◆ **PASSAGE SHOWN**:

Philadelphia Soccer History

Philly and the founding of the US Soccer Federation

On Monday, April 7, 1913, the Philadelphia Inquirer reported, “Coming together in the interests of general harmony and having in view for their chief object direct representation in the International Federation, soccer football delegates from all parts of the country met at the Astor House in New York last Saturday night and formed the United States of America Football Association.”

That coming together may not have happened without out the assistance of some of the leaders of the Philadelphia soccer scene, namely Douglas Stewart, John B. Farrell, and Oliver Hemingway.

Need for national governing body clear
Douglas Stewart

Douglas Stewart

The need for a national governing body for soccer was clear to most supporters of the game at the time, as noted in an article entitled “For a National Organization of Soccer” in the 1911 Spalding Guide. While the sport was booming, Dr. G. Randolph Manning, who would become the federation’s first president, described soccer’s boom as consisting of “different foot ball metropoles” around the country; any organizational connection between those “metropoles” was largely ad hoc and temporary. Uniform governance was sorely lacking in matters as fundamental as the interpretation of the Rules of the Game, not to mention the organization of a truly national challenge cup competition, the settling of disputes between local, regional, and state governing bodies, and the burgeoning influence of money and its effect on the continuing development of both the amateur and professional game. Such issues were compounded by the very things which made the United States so unique. As Manning explained in the 1913 Spalding Guide:

“The difficulties are, according to such circumstances in this country, the difference in climatic and geographical conditions, the dealing with so many different nationalities, the proper regulation of professional and amateur questions, the omnipresent power and lure of money, all must serve more or less as impediments in the correct management and control of the game by the Unites States of America Foot Ball Association during its first years of existence.”

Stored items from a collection
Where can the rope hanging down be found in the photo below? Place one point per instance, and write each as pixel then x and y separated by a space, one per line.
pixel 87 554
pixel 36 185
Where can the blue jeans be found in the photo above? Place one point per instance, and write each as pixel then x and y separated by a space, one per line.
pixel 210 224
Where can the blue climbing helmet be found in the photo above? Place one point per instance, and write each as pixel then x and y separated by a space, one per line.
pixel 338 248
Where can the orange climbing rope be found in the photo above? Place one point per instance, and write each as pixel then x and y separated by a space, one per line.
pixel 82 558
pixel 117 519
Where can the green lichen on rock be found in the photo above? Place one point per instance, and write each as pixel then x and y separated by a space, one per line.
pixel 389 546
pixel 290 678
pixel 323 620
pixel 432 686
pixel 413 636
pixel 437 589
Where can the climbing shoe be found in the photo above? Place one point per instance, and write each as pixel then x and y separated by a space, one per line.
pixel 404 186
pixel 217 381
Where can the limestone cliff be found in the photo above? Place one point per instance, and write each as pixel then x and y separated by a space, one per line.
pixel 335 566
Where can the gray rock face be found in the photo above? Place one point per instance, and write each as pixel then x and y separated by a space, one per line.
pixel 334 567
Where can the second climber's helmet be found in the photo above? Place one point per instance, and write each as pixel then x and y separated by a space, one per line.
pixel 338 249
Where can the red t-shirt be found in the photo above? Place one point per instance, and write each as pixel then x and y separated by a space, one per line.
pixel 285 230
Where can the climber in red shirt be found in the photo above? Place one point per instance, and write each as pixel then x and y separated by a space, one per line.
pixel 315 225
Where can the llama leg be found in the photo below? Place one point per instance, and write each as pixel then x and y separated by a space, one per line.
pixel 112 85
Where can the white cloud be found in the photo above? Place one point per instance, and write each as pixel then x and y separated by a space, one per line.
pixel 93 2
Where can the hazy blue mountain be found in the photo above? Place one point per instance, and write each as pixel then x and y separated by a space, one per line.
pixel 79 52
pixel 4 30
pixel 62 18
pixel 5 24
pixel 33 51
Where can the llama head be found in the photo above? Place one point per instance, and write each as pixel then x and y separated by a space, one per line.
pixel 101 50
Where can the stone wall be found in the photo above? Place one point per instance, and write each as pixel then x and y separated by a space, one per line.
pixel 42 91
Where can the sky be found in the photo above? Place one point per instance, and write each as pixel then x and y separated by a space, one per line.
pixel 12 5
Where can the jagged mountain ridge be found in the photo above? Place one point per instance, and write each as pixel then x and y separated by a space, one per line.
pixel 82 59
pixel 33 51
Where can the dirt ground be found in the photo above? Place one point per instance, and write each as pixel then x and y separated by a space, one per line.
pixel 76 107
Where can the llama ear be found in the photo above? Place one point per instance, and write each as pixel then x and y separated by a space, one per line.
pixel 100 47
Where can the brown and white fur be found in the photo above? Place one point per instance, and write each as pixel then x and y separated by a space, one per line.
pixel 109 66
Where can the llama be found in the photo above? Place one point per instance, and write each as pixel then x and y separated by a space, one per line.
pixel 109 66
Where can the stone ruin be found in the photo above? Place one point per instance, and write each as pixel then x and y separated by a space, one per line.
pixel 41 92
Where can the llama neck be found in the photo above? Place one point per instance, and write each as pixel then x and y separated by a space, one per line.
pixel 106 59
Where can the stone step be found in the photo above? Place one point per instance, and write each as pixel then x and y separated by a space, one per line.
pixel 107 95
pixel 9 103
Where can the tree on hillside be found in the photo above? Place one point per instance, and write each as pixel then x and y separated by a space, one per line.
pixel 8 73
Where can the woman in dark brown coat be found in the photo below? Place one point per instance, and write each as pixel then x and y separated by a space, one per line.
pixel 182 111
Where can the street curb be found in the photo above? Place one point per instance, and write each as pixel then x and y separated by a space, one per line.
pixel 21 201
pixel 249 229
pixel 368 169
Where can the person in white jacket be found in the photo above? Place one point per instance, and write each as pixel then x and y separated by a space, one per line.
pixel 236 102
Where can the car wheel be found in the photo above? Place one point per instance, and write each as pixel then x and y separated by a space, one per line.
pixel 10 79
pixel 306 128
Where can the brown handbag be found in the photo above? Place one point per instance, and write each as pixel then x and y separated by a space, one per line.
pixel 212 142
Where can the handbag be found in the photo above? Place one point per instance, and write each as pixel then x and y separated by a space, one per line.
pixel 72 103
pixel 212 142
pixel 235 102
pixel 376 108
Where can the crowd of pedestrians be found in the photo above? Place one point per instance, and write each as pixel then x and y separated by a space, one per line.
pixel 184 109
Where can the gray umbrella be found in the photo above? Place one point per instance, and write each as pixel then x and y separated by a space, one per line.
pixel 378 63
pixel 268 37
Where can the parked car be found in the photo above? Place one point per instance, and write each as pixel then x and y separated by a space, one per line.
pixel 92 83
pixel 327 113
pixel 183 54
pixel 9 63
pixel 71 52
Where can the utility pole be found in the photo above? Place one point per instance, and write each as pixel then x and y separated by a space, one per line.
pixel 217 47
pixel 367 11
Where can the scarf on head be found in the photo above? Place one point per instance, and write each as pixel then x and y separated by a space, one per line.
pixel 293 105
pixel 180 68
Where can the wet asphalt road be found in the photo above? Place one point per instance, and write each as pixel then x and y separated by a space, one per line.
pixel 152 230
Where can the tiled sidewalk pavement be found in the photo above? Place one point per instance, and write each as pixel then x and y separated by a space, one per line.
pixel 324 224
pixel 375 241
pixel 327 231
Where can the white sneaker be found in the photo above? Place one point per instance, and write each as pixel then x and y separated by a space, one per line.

◆ **PROBLEMS TO SOLVE**:
**A.** Answer these questions using the passage on Philadelphia soccer history.
(i) Where did the soccer delegates meet, according to the Philadelphia Inquirer report?
(ii) Which three leaders of the Philadelphia soccer scene does the passage name?
(iii) Who would become the federation's first president?
**B.** Resume the passage on Philadelphia and the founding of the US Soccer Federation, picking up right after its final sentence.

◆ **ANSWERS GIVEN**:
**A.**
(i) At the Astor House in New York.
(ii) Douglas Stewart, John B. Farrell, and Oliver Hemingway.
(iii) Dr. G. Randolph Manning.

**B.**
The upcoming 1915 Panama-Pacific Games in San Francisco, and the 1916 Berlin Olympics, only underscored the need for a internationally recognized national soccer organization in the US.

Not that attempts hadn’t already been made toward that end.

“Peace” conferences fail

The American Football Association had been founded in 1884 and long claimed to be the supreme governing body of the sport in the US. But despite its longevity, the AFA had remained isolated on the east coast. Its American Cup competition, the nearest thing to a national championship tournament for the game at the time, was largely confined to clubs from the original US soccer axis that ran from New England through New York and the West Hudson area of Northern New Jersey and as far south as the Philadelphia area. Little outreach had been made to such western soccer hotbeds as St. Louis and Chicago. The AFA was also criticized by some as too Anglo-centric through their affiliation with England’s FA and insufficiently concerned with the conflict between the continuing development of the amateur and professional game.

Edward Duffy wrote of the AFA in the 1913 Spalding Guide, “That organization was jealous of its position in soccer, but would not make the necessary progressive advances, despite the fact that it had no opposition until the existence of the American Amateur Foot Ball Association in the East.”

The AAFA had been founded in October of 1911 with the aim of providing national governance of the amateur game. Its structure was unwieldy, however, and its quest for recognition from FIFA soon ran afoul of similar efforts from the AFA. Reluctant to decide a national dispute, FIFA ordered the two organizations to settle their differences before either application for recognition would be considered.

J. Alfred Frost

J. Alfred Frost

Each organization set up “peace” committees in order to work out their differences, with J. Alfred Frost of Philadelphia — who was president of Tennyson FC in the city’s professional Pennsylvania League and a former first vice president of the city’s old Sons of St. George league — on the AFA’s committee. Significant progress had been made, despite the revelation that the AFA had been attempting to recruit other soccer organizations into its fold during the negotiations, and many thought an agreement was at hand when the AFA announced in December of 1912 that it had dismissed its own committee. And so, for a time, the hopes for peace were dashed.

Help would come from Philadelphia.

Enter Philadelphia

Duffy writes in the 1913 Spalding Guide, “So soon as the American Foot Ball Association had ended the ‘peace’ conferences, President Manning conferred with Secretary Cahill as to the advisability of obtaining the co-operation of the Allied American Foot Ball Association of Philadelphia, conceded to be one of the largest and best governed amateur organizations in the country, to aid in the creation of a national governing body.”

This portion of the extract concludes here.